▸ SOURCE DOCUMENT:
Databricks Community

staskh · ‎03-08-2026

Need advice: I'm building a data analysis service solution on top of DataBricks and need to protect it from unauthorized data leaks, specifically file downloads.
As far as I can tell, I need some sort of remote browser isolation (RBI).

Is this the correct technology?
Are there any alternatives?
What are the best, most reasonably priced vendors?

Thank you in advance!

Stas

Ashwin_DSA · ‎03-08-2026

Hi @staskh,

Got it. You need something that makes bulk leaks harder without fighting screenshots, phones, etc.

On the Catalog Explorer download button... today, if a user has READ VOLUME on a Unity Catalog volume, Catalog Explorer is explicitly designed to let them select files and click Download. There isn’t a separate UI switch to hide/disable that controls the way some Jupyter‑style file browsers let you do.

The practical pattern, if you want to avoid one‑click file downloads, is..

Don’t grant business users access to volumes at all (no READ VOLUME), and
Expose data only as tables/views via Unity Catalog, where you can:
- Limit what they see (row/column security, views).
- Control/disable result downloads in downstream tools. For example, the SQL editor has an admin control that can disable downloads entirely for the workspace.

On the earlier endpoint/channel controls point, I meant..

DLP/CASB: A gateway or endpoint agent that inspects traffic and either blocks or flags patterns like "user just downloaded a 3 GB CSV from Databricks" or "uploaded a large file to a personal SaaS app".
Rate‑limiting/size limits: Use the built‑in limits (e.g., max download sizes in SQL/Genie) plus your own rules (views that aggregate or cap result sizes) so users can’t casually pull full‑fidelity history in one go.

▸ JOB 1: Report how many lines in the rows below contain the word "field". Give only the number.

▸ DATA SHOWN:

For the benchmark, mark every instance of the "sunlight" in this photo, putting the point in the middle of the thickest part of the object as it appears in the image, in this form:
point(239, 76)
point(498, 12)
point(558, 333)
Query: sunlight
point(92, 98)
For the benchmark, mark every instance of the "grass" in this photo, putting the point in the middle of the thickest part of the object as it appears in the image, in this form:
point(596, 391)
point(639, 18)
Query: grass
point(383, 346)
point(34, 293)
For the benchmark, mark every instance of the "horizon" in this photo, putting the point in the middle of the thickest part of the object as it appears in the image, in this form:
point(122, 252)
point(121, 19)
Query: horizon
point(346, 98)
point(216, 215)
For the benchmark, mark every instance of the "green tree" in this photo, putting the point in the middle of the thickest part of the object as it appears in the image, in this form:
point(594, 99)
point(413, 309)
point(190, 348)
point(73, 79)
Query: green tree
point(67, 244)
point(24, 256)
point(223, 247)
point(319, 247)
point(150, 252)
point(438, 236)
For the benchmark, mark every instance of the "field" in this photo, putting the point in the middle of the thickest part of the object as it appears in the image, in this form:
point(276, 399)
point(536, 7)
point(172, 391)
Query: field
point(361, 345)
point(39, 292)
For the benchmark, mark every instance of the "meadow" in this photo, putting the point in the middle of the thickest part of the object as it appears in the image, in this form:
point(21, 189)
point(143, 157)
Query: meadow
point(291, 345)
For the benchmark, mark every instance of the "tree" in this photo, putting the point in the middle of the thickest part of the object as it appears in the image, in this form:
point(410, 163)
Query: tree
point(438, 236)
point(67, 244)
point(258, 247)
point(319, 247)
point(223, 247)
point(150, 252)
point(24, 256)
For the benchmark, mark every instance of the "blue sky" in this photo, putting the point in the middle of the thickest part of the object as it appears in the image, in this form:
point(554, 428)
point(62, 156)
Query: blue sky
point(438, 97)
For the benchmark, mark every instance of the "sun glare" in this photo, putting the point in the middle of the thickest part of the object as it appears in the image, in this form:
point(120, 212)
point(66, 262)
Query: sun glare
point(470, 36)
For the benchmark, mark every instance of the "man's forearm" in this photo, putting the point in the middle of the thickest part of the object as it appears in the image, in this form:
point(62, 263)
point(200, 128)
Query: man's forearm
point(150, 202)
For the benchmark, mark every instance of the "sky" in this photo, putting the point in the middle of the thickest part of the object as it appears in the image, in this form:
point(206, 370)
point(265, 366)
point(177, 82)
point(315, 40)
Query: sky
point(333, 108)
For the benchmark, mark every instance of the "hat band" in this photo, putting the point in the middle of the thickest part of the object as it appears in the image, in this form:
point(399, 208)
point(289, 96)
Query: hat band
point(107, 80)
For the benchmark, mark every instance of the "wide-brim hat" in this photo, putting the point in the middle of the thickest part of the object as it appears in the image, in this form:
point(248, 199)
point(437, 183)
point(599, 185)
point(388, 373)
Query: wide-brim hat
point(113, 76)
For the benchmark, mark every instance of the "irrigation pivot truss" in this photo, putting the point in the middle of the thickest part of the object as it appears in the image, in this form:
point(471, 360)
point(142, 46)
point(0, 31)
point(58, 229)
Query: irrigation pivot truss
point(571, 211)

▸ JOB 2: For each statement about the Databricks forum thread, answer yes or no and quote the words from the thread that decide it: (a) Catalog Explorer offers a separate UI switch to hide or disable its Download button. (b) The SQL editor has an admin control that can turn off downloads for the whole workspace. (c) The reply recommends giving business users READ VOLUME access.

▸ CORRECT OUTPUT 1: 2

▸ CORRECT OUTPUT 2:
(a) No: "There isn’t a separate UI switch to hide/disable that controls the way some Jupyter‑style file browsers let you do."
(b) Yes: "the SQL editor has an admin control that can disable downloads entirely for the workspace."
(c) No: "Don’t grant business users access to volumes at all (no READ VOLUME)"